━━━ Data shown ━━━

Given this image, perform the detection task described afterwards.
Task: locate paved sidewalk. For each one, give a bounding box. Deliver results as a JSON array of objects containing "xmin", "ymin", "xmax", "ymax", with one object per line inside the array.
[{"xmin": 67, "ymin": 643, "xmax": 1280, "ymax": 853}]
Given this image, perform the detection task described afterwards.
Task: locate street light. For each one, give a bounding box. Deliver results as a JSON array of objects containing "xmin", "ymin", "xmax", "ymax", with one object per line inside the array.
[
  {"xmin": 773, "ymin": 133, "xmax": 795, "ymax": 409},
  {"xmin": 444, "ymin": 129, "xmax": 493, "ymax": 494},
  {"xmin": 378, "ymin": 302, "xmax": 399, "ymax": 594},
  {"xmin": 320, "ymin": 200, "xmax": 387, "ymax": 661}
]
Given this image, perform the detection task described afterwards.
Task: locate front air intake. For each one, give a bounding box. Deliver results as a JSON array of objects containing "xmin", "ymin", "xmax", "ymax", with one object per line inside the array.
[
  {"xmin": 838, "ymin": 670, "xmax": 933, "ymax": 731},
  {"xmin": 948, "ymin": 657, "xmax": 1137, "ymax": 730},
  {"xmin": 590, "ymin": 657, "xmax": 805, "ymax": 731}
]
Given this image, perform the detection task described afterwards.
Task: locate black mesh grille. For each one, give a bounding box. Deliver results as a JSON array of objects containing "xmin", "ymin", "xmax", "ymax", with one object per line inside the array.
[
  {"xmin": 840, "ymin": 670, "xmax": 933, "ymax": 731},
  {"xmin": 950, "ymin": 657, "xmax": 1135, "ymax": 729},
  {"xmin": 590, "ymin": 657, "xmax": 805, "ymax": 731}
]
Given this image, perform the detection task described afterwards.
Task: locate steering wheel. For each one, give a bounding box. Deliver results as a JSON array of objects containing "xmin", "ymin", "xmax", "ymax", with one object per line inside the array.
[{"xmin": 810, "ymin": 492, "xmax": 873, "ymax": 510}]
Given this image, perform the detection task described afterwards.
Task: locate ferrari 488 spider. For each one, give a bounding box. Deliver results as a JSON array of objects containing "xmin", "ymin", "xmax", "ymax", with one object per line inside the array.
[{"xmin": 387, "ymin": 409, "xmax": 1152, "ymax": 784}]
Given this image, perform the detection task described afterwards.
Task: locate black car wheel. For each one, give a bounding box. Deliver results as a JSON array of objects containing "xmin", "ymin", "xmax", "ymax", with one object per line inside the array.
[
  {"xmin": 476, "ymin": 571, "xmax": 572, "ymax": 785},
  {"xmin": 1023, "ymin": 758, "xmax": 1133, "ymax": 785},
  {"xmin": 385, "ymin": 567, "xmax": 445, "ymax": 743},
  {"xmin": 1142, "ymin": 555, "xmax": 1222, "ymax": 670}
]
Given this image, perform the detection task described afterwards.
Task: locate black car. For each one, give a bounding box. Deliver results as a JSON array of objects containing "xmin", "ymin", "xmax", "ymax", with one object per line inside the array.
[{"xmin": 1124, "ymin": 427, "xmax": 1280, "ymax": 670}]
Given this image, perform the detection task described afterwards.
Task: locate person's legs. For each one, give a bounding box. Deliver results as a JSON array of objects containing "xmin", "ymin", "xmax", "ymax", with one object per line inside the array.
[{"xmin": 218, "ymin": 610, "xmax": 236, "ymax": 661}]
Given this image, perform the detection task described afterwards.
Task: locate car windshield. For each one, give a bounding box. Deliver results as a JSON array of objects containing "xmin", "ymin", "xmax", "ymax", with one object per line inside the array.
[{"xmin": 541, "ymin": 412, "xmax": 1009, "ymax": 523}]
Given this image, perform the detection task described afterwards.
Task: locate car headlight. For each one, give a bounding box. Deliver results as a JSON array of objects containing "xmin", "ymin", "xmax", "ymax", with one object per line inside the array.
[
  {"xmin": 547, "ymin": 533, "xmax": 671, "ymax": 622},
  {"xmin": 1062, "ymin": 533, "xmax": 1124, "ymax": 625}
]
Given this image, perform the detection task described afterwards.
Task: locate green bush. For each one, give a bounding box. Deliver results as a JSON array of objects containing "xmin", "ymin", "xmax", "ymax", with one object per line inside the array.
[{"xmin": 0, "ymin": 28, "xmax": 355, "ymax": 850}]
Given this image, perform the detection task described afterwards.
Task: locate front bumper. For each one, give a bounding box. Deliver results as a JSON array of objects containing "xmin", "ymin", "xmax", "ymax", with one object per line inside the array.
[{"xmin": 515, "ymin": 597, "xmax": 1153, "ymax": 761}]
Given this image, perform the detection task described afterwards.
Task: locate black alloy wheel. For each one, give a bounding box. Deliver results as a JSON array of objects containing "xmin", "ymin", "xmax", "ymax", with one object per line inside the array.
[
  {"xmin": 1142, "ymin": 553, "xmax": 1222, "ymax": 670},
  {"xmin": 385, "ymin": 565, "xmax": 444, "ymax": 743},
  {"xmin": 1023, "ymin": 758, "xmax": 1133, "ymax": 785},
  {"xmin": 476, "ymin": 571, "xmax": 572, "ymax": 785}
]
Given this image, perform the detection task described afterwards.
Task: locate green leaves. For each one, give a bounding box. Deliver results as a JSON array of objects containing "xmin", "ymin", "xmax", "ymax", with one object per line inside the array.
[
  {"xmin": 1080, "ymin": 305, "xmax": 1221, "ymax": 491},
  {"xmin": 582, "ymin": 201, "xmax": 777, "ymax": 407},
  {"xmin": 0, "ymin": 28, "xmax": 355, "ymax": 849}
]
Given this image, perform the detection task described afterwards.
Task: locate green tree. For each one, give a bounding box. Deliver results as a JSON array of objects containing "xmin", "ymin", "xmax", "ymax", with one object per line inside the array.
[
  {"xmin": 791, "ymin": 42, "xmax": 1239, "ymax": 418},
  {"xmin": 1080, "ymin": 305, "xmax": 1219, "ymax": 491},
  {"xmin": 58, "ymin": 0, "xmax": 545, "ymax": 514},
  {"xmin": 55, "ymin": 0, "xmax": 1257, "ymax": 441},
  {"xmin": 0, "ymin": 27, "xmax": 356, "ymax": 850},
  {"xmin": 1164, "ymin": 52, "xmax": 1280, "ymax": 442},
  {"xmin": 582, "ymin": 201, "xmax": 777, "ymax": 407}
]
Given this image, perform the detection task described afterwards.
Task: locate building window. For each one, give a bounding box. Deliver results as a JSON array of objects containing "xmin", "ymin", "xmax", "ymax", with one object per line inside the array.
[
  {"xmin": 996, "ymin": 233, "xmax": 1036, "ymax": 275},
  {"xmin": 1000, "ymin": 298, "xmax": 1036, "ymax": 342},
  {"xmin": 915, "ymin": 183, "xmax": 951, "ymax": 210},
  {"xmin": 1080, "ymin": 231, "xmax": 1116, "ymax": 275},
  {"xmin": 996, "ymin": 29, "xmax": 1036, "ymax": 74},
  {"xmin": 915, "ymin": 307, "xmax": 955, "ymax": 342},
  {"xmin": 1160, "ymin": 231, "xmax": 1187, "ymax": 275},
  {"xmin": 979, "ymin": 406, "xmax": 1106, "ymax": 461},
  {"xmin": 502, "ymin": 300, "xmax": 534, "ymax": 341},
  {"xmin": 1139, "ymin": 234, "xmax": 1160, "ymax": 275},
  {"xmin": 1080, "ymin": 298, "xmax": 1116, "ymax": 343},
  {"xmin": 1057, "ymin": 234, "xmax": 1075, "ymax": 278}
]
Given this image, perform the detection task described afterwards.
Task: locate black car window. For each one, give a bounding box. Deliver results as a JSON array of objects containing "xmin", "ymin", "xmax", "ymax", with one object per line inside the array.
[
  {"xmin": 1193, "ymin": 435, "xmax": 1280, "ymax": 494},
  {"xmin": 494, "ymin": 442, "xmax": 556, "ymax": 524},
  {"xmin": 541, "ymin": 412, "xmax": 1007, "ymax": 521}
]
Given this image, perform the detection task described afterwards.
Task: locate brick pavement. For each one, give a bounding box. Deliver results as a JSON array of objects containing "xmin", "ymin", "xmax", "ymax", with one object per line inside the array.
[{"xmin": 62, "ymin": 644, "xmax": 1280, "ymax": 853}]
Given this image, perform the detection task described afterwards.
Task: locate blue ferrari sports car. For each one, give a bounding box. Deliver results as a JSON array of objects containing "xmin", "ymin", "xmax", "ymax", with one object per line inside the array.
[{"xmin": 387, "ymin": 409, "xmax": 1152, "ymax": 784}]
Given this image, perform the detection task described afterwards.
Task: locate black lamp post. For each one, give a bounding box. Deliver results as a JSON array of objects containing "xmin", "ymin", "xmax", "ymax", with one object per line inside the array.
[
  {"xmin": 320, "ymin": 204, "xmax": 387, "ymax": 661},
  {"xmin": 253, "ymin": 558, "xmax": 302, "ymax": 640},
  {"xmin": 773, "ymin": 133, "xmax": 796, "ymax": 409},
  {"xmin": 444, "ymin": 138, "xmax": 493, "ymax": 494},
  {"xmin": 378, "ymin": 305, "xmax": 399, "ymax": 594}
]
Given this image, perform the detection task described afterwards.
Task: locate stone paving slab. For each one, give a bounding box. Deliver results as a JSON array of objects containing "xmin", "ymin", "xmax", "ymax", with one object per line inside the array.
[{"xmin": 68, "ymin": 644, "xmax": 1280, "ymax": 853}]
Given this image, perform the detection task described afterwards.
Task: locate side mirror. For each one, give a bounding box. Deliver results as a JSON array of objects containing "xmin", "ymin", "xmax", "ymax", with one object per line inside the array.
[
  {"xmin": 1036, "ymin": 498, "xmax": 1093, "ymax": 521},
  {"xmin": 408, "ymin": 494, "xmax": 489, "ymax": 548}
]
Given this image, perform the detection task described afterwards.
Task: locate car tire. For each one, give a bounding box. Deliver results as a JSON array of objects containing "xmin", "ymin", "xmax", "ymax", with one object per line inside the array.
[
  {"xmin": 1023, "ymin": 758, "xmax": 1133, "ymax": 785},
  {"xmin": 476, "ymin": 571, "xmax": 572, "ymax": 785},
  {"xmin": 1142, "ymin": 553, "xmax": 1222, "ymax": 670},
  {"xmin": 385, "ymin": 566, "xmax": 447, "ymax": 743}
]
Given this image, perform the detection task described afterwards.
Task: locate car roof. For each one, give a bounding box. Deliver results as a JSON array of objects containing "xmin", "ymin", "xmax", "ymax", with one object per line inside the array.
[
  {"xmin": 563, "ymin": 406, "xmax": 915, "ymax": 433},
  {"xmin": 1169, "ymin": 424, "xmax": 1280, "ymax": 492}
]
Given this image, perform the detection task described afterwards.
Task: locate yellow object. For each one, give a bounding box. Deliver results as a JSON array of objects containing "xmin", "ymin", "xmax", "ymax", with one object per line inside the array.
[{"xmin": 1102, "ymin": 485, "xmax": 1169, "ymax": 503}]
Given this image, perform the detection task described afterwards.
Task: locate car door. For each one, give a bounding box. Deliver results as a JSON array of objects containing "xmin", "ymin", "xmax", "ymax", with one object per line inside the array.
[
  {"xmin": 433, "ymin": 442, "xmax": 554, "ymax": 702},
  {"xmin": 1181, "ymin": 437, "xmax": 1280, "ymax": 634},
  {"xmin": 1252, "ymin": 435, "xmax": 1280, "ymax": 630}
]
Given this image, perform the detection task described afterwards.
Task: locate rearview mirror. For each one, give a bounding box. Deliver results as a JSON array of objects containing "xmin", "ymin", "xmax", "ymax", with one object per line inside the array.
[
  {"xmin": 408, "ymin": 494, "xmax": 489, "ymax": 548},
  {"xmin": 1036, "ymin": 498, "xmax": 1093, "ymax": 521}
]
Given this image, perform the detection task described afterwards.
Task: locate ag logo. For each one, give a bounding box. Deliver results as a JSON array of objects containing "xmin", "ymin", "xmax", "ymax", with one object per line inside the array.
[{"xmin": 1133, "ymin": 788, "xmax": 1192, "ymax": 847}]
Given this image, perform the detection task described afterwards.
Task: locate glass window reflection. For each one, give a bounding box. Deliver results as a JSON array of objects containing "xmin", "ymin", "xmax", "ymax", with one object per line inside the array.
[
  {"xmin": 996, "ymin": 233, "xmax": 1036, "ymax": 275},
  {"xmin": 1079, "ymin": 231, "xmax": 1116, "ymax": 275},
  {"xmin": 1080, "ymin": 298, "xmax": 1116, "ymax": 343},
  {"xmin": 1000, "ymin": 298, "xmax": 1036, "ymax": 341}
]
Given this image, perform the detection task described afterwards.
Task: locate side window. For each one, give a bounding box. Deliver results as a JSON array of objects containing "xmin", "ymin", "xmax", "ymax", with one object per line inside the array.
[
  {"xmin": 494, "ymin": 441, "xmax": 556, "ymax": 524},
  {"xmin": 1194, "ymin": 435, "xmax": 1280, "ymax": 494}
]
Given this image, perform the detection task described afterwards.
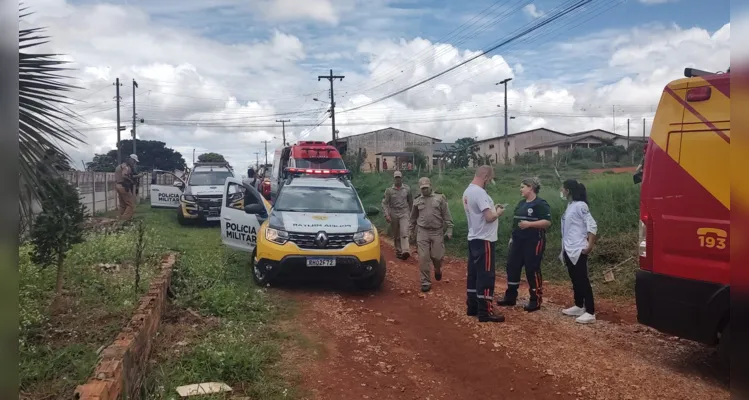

━━━

▶ **Task to carry out**: Identify every line above that contains the word "wheel", and copy each of those lines in full. Matching is case-sensitive.

▶ **Response to this exercise**:
Task: locate steering wheel. For each one, give a bounding box. Deliver results as a JSON array of objects containing "xmin", "ymin", "xmax", "ymax", with one object per line inside the array.
Task: locate black car wheel. For each one, give a bounding box. Deliver results as a JSON array of objects containing "xmin", "ymin", "xmax", "ymax", with one object per line inside the array.
Task: locate black alloy wheel. For each one, give a bounding box. Deliver results as a JSON array of objects containing "xmin", "ymin", "xmax", "ymax", with one object per line inside the array.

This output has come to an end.